Output every entry exactly as written.
★ ★ ★
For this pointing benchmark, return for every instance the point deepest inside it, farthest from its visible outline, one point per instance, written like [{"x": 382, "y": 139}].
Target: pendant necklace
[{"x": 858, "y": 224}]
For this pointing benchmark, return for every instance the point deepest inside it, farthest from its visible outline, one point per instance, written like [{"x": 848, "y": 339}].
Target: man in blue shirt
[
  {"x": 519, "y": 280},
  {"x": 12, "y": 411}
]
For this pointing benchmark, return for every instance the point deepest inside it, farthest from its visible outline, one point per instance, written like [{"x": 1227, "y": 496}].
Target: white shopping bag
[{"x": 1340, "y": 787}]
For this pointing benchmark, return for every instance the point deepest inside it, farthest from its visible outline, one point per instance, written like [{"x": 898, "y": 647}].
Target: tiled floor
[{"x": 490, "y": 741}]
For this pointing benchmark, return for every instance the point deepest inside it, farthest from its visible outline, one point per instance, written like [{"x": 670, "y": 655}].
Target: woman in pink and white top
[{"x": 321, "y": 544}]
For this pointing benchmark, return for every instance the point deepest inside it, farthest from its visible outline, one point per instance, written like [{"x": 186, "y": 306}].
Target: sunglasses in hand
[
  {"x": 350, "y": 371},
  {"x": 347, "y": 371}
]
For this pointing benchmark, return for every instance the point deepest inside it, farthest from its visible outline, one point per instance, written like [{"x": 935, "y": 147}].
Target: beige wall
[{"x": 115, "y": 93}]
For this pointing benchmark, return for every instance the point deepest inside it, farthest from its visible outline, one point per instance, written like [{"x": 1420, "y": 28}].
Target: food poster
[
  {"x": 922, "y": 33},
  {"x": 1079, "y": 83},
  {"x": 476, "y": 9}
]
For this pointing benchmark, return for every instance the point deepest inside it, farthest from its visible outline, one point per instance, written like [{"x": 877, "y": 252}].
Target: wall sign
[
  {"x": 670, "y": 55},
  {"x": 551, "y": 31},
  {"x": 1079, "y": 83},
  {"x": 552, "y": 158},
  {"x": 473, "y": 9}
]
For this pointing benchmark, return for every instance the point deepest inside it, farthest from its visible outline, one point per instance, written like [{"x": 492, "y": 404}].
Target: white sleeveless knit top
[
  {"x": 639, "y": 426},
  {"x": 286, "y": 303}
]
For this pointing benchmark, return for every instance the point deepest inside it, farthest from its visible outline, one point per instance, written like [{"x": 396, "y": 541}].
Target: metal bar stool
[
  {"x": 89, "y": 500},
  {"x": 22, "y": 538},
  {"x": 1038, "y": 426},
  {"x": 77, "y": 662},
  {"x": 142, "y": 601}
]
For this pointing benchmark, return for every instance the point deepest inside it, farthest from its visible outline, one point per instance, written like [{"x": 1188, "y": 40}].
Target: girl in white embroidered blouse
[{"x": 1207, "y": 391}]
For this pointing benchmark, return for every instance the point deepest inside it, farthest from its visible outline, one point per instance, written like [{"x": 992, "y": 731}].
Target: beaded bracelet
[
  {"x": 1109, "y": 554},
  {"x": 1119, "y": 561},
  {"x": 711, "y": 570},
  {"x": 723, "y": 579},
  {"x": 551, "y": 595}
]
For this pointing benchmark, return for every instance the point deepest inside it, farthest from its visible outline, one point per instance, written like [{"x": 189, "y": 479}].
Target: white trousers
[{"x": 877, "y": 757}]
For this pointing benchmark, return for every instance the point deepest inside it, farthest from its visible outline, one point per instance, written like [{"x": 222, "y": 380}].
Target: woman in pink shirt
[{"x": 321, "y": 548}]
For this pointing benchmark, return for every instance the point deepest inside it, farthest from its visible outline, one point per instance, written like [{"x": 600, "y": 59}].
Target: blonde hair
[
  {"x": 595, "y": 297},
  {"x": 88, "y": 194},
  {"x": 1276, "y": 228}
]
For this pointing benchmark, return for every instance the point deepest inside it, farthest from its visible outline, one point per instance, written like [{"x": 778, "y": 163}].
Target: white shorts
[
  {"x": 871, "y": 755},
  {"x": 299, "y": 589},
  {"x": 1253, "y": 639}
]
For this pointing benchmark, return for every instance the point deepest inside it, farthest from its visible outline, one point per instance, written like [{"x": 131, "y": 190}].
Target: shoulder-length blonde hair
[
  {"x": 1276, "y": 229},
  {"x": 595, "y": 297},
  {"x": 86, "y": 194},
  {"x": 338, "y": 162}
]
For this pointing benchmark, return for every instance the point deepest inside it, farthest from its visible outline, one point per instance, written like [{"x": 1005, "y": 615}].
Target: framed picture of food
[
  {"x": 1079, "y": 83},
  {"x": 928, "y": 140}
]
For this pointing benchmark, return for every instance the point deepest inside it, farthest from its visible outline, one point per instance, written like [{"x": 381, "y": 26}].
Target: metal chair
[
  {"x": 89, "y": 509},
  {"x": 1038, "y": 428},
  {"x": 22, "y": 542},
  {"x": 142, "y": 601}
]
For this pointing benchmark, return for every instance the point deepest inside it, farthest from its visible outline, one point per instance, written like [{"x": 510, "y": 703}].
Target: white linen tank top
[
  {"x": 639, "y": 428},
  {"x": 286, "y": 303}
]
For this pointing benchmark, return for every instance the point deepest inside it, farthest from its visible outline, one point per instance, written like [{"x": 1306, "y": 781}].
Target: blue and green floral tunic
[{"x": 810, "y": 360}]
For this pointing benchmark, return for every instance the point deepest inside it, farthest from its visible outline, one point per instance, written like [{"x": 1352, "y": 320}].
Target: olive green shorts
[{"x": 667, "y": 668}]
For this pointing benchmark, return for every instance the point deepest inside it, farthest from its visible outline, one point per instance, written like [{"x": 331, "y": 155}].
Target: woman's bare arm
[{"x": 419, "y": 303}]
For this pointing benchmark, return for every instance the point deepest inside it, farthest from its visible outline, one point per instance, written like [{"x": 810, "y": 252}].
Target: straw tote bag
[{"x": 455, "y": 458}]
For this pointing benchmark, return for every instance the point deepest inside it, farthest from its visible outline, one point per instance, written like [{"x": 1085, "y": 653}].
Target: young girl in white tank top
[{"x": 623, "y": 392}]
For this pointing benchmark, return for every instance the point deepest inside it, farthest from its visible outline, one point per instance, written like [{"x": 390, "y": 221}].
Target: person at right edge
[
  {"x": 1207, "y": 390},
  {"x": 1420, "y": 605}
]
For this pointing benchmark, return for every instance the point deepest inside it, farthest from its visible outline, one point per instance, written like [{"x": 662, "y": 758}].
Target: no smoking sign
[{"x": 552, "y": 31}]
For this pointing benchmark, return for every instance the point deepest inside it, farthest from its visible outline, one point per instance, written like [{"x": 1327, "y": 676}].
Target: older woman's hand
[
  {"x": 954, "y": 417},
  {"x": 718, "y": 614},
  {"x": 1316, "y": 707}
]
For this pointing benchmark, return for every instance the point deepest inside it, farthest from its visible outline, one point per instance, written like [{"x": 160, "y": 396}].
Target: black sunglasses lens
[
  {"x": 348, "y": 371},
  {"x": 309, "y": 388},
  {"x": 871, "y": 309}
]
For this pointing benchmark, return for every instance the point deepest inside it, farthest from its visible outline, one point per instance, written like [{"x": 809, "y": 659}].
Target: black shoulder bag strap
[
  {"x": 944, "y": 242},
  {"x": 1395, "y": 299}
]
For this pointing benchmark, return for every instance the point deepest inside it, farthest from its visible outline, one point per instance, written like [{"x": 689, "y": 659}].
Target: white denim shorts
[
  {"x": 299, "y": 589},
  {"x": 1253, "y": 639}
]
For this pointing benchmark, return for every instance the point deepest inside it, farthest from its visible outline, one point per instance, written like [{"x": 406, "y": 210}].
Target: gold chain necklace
★ ★ ★
:: THE RESULT ::
For this pointing benchmark, return for every instance the point deepest inside it, farthest from its visible outline, one point per instance, written like [{"x": 382, "y": 139}].
Target: pendant necklace
[{"x": 858, "y": 224}]
For this pointing benchmark, return for every instance the point deepest inside it, farthest from its visible outline, one point per instance, written like [{"x": 848, "y": 339}].
Target: man in blue shirt
[
  {"x": 519, "y": 280},
  {"x": 12, "y": 411}
]
For this pointing benchmark, return for every instance the point deepest inside it, farthest from its visible outline, one point per instance, written like [{"x": 1227, "y": 496}].
Target: white shopping bag
[{"x": 1340, "y": 787}]
For this pointing benchmark, return for every instance the point deepest inside it, farthest from its visible outline, one point per instance, written like [{"x": 898, "y": 647}].
Target: tiled floor
[{"x": 490, "y": 741}]
For this pointing benchmark, return for every instance the point deepest inside it, farthest from its visible outline, one point per instance, written like [{"x": 670, "y": 655}].
Target: woman in pink and white top
[{"x": 321, "y": 544}]
For this pointing benchmark, return for every instance the point deepest inside it, farthest from its visible outline, one point per instance, written like [{"x": 186, "y": 306}].
Target: sunglasses in hand
[
  {"x": 350, "y": 371},
  {"x": 347, "y": 371}
]
For this pointing benchmark, return for every instance the point deepest inside it, farthest from its visible outline, one point per instance, written like [{"x": 935, "y": 147}].
Target: beige wall
[{"x": 115, "y": 93}]
For this pointing benchmark, return for every instance the point deepest inside it, farthest from its visible outline, one point per instance, written like [{"x": 1420, "y": 28}].
Target: food poster
[
  {"x": 922, "y": 33},
  {"x": 1079, "y": 83},
  {"x": 476, "y": 9}
]
For this pointing benchmark, return for every instance the point deepest inside it, farthest from its visible outline, one point per instance, written like [{"x": 877, "y": 252}].
Target: wall sign
[
  {"x": 670, "y": 55},
  {"x": 551, "y": 31},
  {"x": 1079, "y": 83},
  {"x": 552, "y": 158},
  {"x": 473, "y": 9}
]
For this pointing benchmark, return for every instance the point deepest inside it, farthest from its visible outline, one point per instance, written like [{"x": 492, "y": 404}].
Target: white sleeveless knit top
[
  {"x": 639, "y": 426},
  {"x": 286, "y": 303}
]
For this pointing benchmark, return for every instance the point deepest inside it, farthest from its visible outline, one point per instance, written like [{"x": 396, "y": 541}].
Target: metal bar stool
[
  {"x": 89, "y": 500},
  {"x": 22, "y": 538},
  {"x": 1038, "y": 426},
  {"x": 77, "y": 662},
  {"x": 142, "y": 601}
]
For this pointing benchmark, return for every instance the point deepest inside it, farthest from its visible outline, one point per instance, written like [{"x": 1188, "y": 40}].
Target: girl in white embroidered blouse
[{"x": 1207, "y": 391}]
For this pointing benchmark, return for every instance the point deepest inside it, farthest from its visible outline, one point per instance, written like [{"x": 992, "y": 731}].
Target: beaded bracelet
[
  {"x": 1109, "y": 554},
  {"x": 1119, "y": 561},
  {"x": 711, "y": 570},
  {"x": 723, "y": 579},
  {"x": 551, "y": 595}
]
For this pointing benchmark, return for every instance the point deepest inside it, farthest from its visible outline, one point per instance, written like [{"x": 189, "y": 479}].
Target: white trousers
[{"x": 877, "y": 757}]
For this pointing benchmark, return for every instance the point deepest inside it, farthest from its visible outline, one point per instance, written like [{"x": 222, "y": 380}].
Target: woman in pink shirt
[{"x": 321, "y": 548}]
For this pointing benchmark, return for every instance the point deepest inside it, farthest from its visible outline, one point per instance, written like [{"x": 600, "y": 59}].
Target: blonde hair
[
  {"x": 595, "y": 297},
  {"x": 88, "y": 194},
  {"x": 1276, "y": 228}
]
For this pointing benchmark, return for every instance the point deepest inside it, farthest from its visible outline, one point per instance, written like [{"x": 778, "y": 163}].
Target: white shorts
[
  {"x": 871, "y": 755},
  {"x": 299, "y": 589},
  {"x": 1253, "y": 639}
]
For this pointing benchmark, return for every instance the point deepest inside it, farthest from its visible outline, one point per instance, written like [{"x": 131, "y": 190}].
Target: shoulder-length blonde hair
[
  {"x": 1276, "y": 229},
  {"x": 595, "y": 297},
  {"x": 86, "y": 194},
  {"x": 338, "y": 162}
]
For this pointing benchmark, return for every instance the point deepest inside it, farthest from its visible outline, one point per instance, written like [{"x": 1005, "y": 615}].
Target: framed picture of food
[
  {"x": 1079, "y": 83},
  {"x": 928, "y": 140}
]
For this pointing benchmark, return for every instance the point deepest inside it, farthest from its visible outline, one point per instance, written like [{"x": 381, "y": 26}].
Target: metal chair
[
  {"x": 89, "y": 509},
  {"x": 1038, "y": 428},
  {"x": 22, "y": 542},
  {"x": 142, "y": 601}
]
For this pointing benchmark, return for every instance the point deepest inside it, farthest from its visible outline, one point per instance, written like [{"x": 510, "y": 703}].
Target: white linen tank top
[
  {"x": 639, "y": 428},
  {"x": 286, "y": 303}
]
For this pointing benchmark, return for every instance the point deepest inside it, farthest from its visible outline, one point per instance, written like [{"x": 1306, "y": 781}].
Target: blue and green floral tunic
[{"x": 810, "y": 360}]
For this pointing benchmark, return for every instance the point deepest inside it, farthest from its visible outline, one point per instance, written like [{"x": 1352, "y": 320}].
Target: olive green shorts
[{"x": 667, "y": 668}]
For this pointing benchmark, return for every instance the point deepest inside it, farthest from its visible outline, one point per instance, written like [{"x": 331, "y": 155}].
Target: woman's bare arm
[{"x": 419, "y": 303}]
For this pointing benchmark, return for every instance the point deepest inside it, farthest from its visible outline, one point per instance, written like [{"x": 810, "y": 252}].
Target: straw tote bag
[{"x": 455, "y": 458}]
For this pointing benchmark, return for every instance the point deepest inside it, farthest from its visible outline, one point per instance, written like [{"x": 1085, "y": 653}].
Target: young girl in white tank top
[{"x": 623, "y": 392}]
For this pointing benchmark, return for every instance the point deepest inside it, farthest from its visible outline, one point per instance, written like [{"x": 390, "y": 221}].
Target: person at right edge
[
  {"x": 1207, "y": 390},
  {"x": 1420, "y": 605}
]
For this pointing benchmark, return for every instance the point deepest inside it, farthest from its visible outline, one point per instance, written like [{"x": 662, "y": 758}].
Target: no smoking sign
[{"x": 552, "y": 31}]
For this pointing benchmark, return for every instance the point deepest inside it, farthest from its visible outline, one point per instance, written like [{"x": 1327, "y": 676}].
Target: older woman's hand
[
  {"x": 954, "y": 417},
  {"x": 718, "y": 614},
  {"x": 1316, "y": 707}
]
For this pointing benchmark, return for every instance the point deepest inside it, farthest from its visible outline, one point per instance, written like [{"x": 160, "y": 396}].
Target: black sunglasses lens
[
  {"x": 348, "y": 371},
  {"x": 309, "y": 388},
  {"x": 871, "y": 309}
]
For this pointing benchmark, return for every instance the point deepest inside it, farthest from its visible outline, one point per instance, written like [{"x": 809, "y": 659}].
Target: black shoulder bag strap
[
  {"x": 944, "y": 242},
  {"x": 1395, "y": 299}
]
For this pointing benchmark, return for every instance the point deepest inside it, farthest from its visible outline, one point per instance, written like [{"x": 689, "y": 659}].
Target: white denim shorts
[
  {"x": 299, "y": 589},
  {"x": 1253, "y": 639}
]
For this pointing benchmark, return for every instance the point deepest inside it, farthest from its visible outline, one point per instance, written like [{"x": 406, "y": 210}].
Target: gold chain necklace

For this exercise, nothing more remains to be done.